• Trecho para leitura:
▼▼▼

O ministro Abraham Weintraub resumiu que a proposta prevê quatro formas de obtenção de recursos: "patrocínio, patrocinador, aluguel e parceria".  Ele também disse que o programa é “prêt-à-porter”, ou seja, não será adaptado para as especificidades de cada universidade. “Não vamos fazer para cada uma delas, é preciso entrar no padrão”, disse. 

O que o ministério pretende com o programa é, na verdade, estimular ações que as universidades já fazem há anos para a captação de recursos próprios. No último ano, por exemplo, as instituições arrecadaram R$ 1 bilhão. O MEC acredita que, com as ações, vai conseguir impulsionar essa captação a mais de R$ 100 bilhões. "O Future-se tenta tornar mais eficiente práticas existentes", diz texto da pasta apresentando o projeto.

▲▲▲

Entradas salvas
▼▼▼

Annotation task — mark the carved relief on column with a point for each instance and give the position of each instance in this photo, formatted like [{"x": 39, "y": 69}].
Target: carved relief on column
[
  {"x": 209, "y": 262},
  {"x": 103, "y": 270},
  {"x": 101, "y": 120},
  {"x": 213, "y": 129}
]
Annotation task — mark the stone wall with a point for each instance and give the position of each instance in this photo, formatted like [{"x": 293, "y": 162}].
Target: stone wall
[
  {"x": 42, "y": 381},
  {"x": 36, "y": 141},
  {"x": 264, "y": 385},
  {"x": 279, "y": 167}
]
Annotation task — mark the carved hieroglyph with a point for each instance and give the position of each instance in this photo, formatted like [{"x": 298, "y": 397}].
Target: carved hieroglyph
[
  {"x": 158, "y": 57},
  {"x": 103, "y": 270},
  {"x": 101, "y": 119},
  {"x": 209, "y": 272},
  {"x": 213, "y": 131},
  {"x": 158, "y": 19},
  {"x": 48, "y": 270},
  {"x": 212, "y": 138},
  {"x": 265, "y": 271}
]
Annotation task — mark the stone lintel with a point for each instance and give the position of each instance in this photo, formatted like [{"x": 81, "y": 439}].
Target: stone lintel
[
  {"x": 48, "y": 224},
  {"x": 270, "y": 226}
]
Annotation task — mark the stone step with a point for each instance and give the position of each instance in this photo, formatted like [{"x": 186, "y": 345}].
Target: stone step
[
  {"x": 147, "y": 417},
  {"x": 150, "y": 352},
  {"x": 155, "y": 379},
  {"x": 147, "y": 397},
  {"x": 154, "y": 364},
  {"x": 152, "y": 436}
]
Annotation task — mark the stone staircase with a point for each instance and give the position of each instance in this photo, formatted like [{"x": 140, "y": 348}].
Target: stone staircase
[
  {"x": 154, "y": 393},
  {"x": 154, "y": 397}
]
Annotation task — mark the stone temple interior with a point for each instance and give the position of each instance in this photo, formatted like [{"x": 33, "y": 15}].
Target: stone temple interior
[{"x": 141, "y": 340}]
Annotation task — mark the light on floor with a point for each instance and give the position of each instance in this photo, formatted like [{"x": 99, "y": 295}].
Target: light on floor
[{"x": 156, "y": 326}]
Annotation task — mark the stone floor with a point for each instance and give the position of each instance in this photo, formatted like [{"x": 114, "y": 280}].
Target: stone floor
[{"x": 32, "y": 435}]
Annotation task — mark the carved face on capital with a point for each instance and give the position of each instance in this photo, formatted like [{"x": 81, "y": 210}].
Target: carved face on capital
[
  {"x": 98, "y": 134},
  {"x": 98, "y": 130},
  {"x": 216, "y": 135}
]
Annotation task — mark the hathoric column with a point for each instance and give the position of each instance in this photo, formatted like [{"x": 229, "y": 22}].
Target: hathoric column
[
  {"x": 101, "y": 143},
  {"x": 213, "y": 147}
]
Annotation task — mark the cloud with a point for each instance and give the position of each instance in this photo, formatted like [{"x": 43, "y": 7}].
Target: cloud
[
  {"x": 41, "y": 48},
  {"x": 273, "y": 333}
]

▲▲▲

• Instruções:
1. No trecho sobre o Future-se, comece nas palavras "O ministro Abraham" e pare depois de "apresentando o projeto.", trocando "MEC" por "Ministério da Educação".
2. Segundo o trecho sobre o Future-se, quanto as instituições arrecadaram no último ano?
3. Transforme em lista o parágrafo do trecho sobre o Future-se que começa com "O que o ministério pretende", mantendo os fatos principais.
A listagem não tem papel nenhum aqui.

• Respostas por tarefa:
1.
O ministro Abraham Weintraub resumiu que a proposta prevê quatro formas de obtenção de recursos: "patrocínio, patrocinador, aluguel e parceria".  Ele também disse que o programa é “prêt-à-porter”, ou seja, não será adaptado para as especificidades de cada universidade. “Não vamos fazer para cada uma delas, é preciso entrar no padrão”, disse. 

O que o ministério pretende com o programa é, na verdade, estimular ações que as universidades já fazem há anos para a captação de recursos próprios. No último ano, por exemplo, as instituições arrecadaram R$ 1 bilhão. O Ministério da Educação acredita que, com as ações, vai conseguir impulsionar essa captação a mais de R$ 100 bilhões. "O Future-se tenta tornar mais eficiente práticas existentes", diz texto da pasta apresentando o projeto.

2. As instituições arrecadaram R$ 1 bilhão no último ano.

3.
- O programa quer estimular ações que as universidades já fazem há anos para captar recursos próprios.
- No último ano, as instituições arrecadaram R$ 1 bilhão.
- O MEC acredita que pode levar essa captação a mais de R$ 100 bilhões.
- Segundo o texto da pasta, o Future-se tenta tornar mais eficientes práticas que já existem.